John: I'm sure you would relate to this, but there's always this draw that sorta keeps me from having to get a nine-to-five job -- and that's a big part of it. The other part of it is that every time I threaten to shelve it a great record comes my way. Two months ago I had nothing on my plate for 2004, and now the whole year is booked. I'm amazed that at the times when I think things are grim some little light at the end of the tunnel comes my way, and I think, "Well, I'm going to have to find a way to dig up the money to put it out."
You can probably relate in the sense that you see little successes. It might not be financial, but things like a wider audience trickling in. The mentality that comes from getting someone to experience what you're trying to get across is pretty exciting.
I'm just a stubborn SOB. Love it, hate it, shelve it, save it. I could make some serious bank for a therapist if I could afford one.
John: I think that in a way, too, there would never really be a permanent shelving of FILMguerrero. There are days when I wake up and I think that my life's miserable, that I've been stuck in a basement for four years, and what am I doing with my life? So I won't go downstairs that day and work on the label. I can do that and come back the next day and have a little bit of extra catching up to do, but feel better about the whole thing.

» TASK TO CARRY OUT
Continue the interview about running the FILMguerrero label, picking up right after its final sentence. The lines that come next have nothing to do with this.

» INFORMATION SHOWN
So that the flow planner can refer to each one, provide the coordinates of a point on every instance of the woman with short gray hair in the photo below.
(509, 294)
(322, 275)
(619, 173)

» RESPONSE
Overall, FILMguerrero will never get shelved. There will always be an outlet for the music. When it gets discouraging is when you really think you've made all these steps for a record and you still can't get over the hump. Sometimes I feel like I do all these things and I still hit a major wall -- some kind of void where I don't know what to do next. But something new comes along.
Manta Ray is a really good example of band where I told myself that I have to put their record out. Estratexa is so great and, sales aside, I really want people to hear it because I think that they'll be really excited about it afterwards. Things can still be a big puzzle, however.
How have your expectations been tempered or changed over the years?
John: Uh...
Or, have they?
John: It's funny, because I'm not sure that they have changed much. I think that I've always been very realistic. My expectations on the label? That's a tough one.
Let me ask you something different. Do you find that you're able to do more now than you thought you'd be able to when you started?
John: I'm definitely able to do more, but I think that's purely based on experience. I didn't know what I was doing when I started, and now it's just that I don't know half as much. [Laughs] It's still a total mystery, but I think that now I have a much better idea about what goes into the process of releasing a record. And also, I think I realize how totally difficult it is to get a record to resonate.
That's a topic I wanted to ask you about. Being essentially a one person operation, how do you muscle your way into such a big market and have an impact that pays off for you, your label, and the artists involved?
John: I don't know if I have an impact. This would actually be a question I'd ask you. I imagine that you get so much music a month, and there's so many new bands and labels that you've probably never heard of. If there is anything that discourages me, it's that feeling of being completely minute in the large spectrum of things.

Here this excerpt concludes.